Jeffrey indicated that the main obstacle had been disagreement over the depth of the safe zone that is to run inside Syria along its border with Turkey.
“The Turks want a deeper zone than the one that we think makes sense,” Jeffrey explained. The US is proposing a security zone of five to fourteen kilometers, he said, “with heavy weapons drawn further back.”
A secondary issue is “how we—the US and the Turks—would operate in that zone,” Jeffrey stated. “But we’ve continued talking at various levels, including military-to-military,” and “we’re willing to work with them on this.”
“We think that this is a deal that we can sell to the people of northeast Syria” and “that’s very important,” he concluded.
In addition to the Kurds, other minorities in Syria, including Christians, are quite concerned about a Turkish assault.
Jeffrey detailed the ongoing efforts in northeast Syria to ensure the complete eradication of the Islamic State there. The terrorist organization no longer controls territory, but elements remain, and they have gone underground.
“We are working with the Syrian Democratic Forces, our local partner, to go after the cells that have been left behind,” Jeffrey said. “We are seeing a diminution of the remaining, limited ISIS capabilities in the northeast.” However, “ISIS elements are still very active” south of the Euphrates, where “the Assad regime does not have control,” and in Idlib province, as well, he explained.
Jeffrey also provided some insight into the nature of the Islamic State: it is primarily local. That is similar to what Najmaldin Karim, governor of Kirkuk province until the October 2017 Iranian-Iraqi assault on Kirkuk, told Kurdistan 24.
Jeffrey explained that the SDF holds some 10,000 “terrorist fighters” from the Islamic State. “Most of them, about 8,000, are Iraqi or Syrian nationals,” he said.
Similarly, the families of Islamic State members are predominantly Iraqi and Syrian. There are some 70,000 women and children at Al Hol camp, of which 60,000 are Iraqis or Syrians.
The Islamic State fighters from Iraq are to be moved to Iraq, Jeffrey explained, while the Syrian fighters are to be put on trial in Syria. He called on other countries to take their nationals back and put them on trial, as well.
Amb. Nathan Sales, the State Department’s Counterterrorism Coordinator, spoke alongside Jeffrey. Inadvertently, Sales suggested the inefficacy of the war on terror that the US has fought since the September 11, 2001, attacks: nearly 19 years ago.
The George W. Bush administration believed it would finish that war during its eight years in office. But, of course, that has not proven to be the case at all.
As Sales explained, the Islamic State may be largely defeated in Iraq and Syria, but its “brand lives on around the world.”
“ISIS-linked groups are on the rise,” he continued, citing Africa as a particular example. “ISIS branches and networks now span” the entire continent “from east to west and north to south.”
Asked about al Qaida, Sales responded that it “is as strong as it has ever been,” suggesting it has been rebuilding, while the US has been focused on the Islamic State.
The briefing concluded with the question: where have you been successful?
Sales responded, “Every time somebody is taken off the battlefield and incarcerated” and “especially every time one of those detainees is then taken back home and prosecuted, that’s a success story right there.”
A retired Army officer responded to that comment, asking “Does he remember Vietnam? That’s body counts!”
A key metric for the US military in Vietnam was the number of enemy killed in conflict. It proved meaningless.
Another retired officer, involved in post-Vietnam military reform, related a telling story. Older officers resented his efforts, which, in effect, were tantamount to the charge that their strategy had been fundamentally flawed.
They claimed the US had won in Vietnam. “How could they say that?,” this reporter asked in astonishment. “Because we killed more of them than they killed of us,” he replied.
But, of course, the US really did lose that war.
=-=-=
According to the excerpt on the Syria briefing, what depth of security zone is the US proposing? The items that come next are taken from a different source than the excerpt.

#### [Data shown]
=-=-=
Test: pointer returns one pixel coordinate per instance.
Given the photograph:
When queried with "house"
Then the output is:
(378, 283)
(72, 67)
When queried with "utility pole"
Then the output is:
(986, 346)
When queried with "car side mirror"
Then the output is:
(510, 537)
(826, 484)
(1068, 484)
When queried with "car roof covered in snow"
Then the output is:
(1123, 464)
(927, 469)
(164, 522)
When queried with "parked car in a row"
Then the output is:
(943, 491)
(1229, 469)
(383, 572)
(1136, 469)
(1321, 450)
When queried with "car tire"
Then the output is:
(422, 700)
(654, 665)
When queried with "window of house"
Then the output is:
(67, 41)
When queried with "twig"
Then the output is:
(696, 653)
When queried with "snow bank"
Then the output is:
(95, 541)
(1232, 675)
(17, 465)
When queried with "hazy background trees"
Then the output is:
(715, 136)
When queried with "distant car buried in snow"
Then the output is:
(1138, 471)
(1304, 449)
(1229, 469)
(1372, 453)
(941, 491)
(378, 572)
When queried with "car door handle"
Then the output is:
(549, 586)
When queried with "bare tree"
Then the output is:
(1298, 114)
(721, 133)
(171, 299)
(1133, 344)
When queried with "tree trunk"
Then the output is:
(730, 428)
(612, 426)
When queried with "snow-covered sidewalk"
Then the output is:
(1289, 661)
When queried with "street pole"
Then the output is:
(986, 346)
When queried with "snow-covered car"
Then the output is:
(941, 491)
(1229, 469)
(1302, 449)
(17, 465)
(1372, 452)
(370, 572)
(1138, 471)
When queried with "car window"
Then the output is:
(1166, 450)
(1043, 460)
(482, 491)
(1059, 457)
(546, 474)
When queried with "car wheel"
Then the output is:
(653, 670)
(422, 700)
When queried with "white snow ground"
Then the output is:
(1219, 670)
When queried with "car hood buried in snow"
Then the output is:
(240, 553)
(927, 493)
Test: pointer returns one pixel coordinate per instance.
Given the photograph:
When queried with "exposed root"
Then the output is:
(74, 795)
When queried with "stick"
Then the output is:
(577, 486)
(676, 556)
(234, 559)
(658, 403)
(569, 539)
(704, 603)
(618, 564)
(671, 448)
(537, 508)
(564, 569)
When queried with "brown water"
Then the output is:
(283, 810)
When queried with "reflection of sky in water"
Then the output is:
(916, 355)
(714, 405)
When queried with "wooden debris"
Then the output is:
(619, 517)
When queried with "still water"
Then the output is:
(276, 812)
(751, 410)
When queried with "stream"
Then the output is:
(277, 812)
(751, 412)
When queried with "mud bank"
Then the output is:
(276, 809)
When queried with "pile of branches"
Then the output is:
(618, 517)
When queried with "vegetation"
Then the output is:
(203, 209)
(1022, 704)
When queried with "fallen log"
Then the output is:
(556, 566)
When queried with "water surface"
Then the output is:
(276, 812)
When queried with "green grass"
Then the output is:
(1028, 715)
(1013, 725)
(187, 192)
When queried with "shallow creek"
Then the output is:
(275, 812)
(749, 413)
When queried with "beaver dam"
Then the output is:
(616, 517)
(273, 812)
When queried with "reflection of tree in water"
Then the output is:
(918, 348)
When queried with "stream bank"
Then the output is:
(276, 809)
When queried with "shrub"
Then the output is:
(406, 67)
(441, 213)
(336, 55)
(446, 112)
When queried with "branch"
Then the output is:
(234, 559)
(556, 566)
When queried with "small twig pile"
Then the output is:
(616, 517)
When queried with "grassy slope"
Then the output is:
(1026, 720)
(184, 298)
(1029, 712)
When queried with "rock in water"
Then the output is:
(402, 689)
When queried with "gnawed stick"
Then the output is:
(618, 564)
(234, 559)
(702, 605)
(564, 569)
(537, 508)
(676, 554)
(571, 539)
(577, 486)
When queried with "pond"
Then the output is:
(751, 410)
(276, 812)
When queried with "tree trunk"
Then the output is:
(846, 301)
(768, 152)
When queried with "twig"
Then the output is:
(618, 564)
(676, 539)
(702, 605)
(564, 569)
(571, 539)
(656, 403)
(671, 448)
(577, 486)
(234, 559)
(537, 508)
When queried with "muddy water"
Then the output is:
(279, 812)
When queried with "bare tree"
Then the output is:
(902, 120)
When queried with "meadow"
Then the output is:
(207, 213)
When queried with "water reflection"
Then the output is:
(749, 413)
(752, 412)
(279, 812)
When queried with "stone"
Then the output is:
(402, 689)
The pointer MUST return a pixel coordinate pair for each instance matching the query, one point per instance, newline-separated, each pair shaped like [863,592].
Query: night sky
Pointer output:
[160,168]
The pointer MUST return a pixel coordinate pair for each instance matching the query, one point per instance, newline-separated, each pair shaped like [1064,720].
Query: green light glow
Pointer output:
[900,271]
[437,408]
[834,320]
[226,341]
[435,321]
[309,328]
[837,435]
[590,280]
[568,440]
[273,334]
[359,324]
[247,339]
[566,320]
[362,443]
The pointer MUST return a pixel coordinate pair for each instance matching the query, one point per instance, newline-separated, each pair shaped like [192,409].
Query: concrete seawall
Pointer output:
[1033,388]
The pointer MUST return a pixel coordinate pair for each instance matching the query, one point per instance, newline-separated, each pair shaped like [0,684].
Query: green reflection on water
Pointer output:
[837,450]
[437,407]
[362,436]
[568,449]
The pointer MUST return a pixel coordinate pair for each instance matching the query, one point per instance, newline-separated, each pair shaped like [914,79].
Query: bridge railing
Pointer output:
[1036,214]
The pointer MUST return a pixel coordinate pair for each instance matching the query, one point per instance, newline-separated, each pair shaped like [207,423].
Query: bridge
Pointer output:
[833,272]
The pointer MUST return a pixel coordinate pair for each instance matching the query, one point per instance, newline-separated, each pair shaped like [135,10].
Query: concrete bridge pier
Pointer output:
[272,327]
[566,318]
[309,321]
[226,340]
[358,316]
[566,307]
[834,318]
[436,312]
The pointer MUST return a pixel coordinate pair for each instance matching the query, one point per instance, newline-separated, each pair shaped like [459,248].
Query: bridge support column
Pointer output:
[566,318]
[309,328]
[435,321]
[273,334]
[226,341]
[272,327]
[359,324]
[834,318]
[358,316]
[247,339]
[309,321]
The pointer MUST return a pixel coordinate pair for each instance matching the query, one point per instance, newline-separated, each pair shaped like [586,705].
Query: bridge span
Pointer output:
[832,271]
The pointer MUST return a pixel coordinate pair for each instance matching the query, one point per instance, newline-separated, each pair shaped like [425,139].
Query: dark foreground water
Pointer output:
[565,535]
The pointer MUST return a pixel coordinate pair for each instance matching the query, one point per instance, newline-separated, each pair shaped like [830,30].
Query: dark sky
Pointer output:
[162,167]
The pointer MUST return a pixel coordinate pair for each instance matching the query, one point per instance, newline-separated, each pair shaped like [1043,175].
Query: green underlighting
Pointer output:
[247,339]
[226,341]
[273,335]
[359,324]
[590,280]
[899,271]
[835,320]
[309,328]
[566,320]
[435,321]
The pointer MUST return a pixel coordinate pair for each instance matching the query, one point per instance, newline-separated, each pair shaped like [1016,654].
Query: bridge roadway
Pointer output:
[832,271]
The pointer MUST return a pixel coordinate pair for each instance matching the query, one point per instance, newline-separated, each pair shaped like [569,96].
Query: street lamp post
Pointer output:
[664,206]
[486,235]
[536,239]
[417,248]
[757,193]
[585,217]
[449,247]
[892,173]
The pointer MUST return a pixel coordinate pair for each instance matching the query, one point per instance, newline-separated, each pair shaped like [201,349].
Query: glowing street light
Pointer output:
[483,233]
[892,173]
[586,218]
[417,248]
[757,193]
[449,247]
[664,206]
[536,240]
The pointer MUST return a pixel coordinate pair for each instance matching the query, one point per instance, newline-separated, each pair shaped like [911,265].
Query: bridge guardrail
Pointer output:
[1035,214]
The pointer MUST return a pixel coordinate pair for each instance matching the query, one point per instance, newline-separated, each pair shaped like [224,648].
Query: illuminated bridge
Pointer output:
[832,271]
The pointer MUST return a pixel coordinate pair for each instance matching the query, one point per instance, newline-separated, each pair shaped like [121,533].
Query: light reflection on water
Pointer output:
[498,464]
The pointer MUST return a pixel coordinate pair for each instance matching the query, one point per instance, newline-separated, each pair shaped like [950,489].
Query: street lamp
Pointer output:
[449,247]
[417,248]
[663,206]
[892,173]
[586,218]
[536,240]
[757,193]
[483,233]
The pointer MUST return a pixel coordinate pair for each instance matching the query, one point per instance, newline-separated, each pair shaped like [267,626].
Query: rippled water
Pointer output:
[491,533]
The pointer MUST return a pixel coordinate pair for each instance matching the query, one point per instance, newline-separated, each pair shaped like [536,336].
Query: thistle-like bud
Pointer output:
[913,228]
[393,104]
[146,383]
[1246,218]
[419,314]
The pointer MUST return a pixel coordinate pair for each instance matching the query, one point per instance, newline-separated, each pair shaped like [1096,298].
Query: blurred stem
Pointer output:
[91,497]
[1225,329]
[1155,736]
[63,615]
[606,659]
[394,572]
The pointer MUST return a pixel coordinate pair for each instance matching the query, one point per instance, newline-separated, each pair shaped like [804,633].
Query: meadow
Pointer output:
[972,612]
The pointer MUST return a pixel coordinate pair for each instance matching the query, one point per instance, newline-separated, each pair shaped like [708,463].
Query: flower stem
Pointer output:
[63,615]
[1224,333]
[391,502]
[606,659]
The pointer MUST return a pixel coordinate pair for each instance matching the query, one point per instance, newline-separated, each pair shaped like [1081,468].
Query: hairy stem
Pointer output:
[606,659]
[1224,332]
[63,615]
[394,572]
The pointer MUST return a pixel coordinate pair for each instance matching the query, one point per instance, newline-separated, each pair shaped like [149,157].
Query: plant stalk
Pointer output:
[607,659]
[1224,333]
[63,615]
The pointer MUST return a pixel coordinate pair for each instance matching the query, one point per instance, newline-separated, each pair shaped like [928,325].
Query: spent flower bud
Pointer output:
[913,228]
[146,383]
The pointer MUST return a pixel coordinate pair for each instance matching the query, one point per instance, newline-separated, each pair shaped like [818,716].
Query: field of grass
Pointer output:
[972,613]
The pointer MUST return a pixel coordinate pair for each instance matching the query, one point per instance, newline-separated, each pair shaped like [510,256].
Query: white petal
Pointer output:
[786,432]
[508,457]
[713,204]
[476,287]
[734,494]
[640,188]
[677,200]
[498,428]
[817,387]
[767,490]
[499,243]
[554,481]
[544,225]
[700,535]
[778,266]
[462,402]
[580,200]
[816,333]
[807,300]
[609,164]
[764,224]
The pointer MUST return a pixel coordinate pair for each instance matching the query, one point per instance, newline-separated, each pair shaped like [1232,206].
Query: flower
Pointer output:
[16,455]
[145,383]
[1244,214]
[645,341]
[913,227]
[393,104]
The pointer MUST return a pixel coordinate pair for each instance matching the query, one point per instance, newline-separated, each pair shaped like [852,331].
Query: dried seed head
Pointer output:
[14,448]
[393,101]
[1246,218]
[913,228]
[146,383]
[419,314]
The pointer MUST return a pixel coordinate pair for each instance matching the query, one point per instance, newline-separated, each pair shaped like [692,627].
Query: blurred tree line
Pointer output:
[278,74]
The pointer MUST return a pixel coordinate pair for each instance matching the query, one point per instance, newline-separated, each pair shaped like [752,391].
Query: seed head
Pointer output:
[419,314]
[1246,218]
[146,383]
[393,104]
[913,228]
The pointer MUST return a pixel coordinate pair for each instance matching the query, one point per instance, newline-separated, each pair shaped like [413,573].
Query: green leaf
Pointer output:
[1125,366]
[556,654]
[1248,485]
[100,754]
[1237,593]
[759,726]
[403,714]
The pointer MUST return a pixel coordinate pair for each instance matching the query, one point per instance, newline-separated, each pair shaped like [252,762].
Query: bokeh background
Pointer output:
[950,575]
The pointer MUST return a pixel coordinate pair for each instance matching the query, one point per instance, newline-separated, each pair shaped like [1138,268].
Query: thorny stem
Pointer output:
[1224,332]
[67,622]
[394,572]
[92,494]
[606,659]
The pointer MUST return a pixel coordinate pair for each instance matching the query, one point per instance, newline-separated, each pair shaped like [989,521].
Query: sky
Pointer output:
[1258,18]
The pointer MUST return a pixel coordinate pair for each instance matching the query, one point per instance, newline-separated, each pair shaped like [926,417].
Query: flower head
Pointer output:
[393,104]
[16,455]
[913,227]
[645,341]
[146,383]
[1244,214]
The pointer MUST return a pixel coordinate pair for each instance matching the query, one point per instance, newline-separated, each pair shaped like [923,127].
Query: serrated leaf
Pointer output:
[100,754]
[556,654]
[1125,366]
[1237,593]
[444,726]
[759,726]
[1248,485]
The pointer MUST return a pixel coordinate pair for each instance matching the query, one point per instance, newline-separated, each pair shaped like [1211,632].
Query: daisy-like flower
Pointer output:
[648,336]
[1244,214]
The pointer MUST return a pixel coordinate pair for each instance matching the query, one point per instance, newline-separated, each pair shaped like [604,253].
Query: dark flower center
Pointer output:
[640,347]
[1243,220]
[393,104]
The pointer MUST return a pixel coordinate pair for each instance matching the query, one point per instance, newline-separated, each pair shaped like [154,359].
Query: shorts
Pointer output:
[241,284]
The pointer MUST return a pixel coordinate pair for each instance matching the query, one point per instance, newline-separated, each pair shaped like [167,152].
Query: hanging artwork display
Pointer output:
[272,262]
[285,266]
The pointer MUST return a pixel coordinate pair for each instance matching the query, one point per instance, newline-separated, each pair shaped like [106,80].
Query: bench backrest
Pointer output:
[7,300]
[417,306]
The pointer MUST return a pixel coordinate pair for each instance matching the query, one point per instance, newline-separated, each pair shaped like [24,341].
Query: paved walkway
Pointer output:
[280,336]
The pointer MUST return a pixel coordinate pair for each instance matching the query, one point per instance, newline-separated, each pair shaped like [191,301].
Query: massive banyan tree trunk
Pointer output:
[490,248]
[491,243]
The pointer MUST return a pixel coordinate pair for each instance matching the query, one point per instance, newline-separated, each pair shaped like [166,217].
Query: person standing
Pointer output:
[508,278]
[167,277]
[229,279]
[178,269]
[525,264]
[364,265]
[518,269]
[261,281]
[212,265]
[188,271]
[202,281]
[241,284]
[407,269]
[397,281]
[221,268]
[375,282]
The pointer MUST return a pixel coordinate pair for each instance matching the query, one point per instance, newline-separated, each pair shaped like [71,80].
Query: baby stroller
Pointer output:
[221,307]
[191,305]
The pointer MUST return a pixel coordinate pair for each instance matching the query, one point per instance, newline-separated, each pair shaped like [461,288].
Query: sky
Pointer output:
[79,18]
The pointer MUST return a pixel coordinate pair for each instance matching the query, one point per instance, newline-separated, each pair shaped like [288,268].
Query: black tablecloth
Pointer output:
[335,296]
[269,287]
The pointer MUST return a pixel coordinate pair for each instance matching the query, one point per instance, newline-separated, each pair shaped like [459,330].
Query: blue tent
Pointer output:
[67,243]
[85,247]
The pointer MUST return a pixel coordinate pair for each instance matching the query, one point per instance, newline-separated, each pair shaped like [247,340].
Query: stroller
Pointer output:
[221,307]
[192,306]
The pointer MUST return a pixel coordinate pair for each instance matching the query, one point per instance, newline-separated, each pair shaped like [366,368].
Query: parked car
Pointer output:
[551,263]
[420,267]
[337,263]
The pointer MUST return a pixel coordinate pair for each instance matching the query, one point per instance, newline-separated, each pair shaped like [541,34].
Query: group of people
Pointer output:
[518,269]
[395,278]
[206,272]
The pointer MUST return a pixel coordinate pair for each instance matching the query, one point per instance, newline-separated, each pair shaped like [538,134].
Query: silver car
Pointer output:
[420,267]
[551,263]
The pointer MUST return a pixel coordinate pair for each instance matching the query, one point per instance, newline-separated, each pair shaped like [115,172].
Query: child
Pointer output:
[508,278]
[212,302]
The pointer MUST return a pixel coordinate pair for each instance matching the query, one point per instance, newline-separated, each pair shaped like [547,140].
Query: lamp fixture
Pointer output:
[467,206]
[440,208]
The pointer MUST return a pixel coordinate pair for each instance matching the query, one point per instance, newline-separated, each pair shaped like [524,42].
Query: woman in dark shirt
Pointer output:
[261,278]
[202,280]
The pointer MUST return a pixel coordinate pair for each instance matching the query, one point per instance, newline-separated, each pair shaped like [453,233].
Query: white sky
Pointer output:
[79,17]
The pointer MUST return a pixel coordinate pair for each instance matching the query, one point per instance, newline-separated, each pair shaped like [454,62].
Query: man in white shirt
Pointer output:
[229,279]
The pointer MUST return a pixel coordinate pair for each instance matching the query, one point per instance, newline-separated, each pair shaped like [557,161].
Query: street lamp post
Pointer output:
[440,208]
=-=-=
#### [Output]
Five to fourteen kilometers, with heavy weapons drawn further back.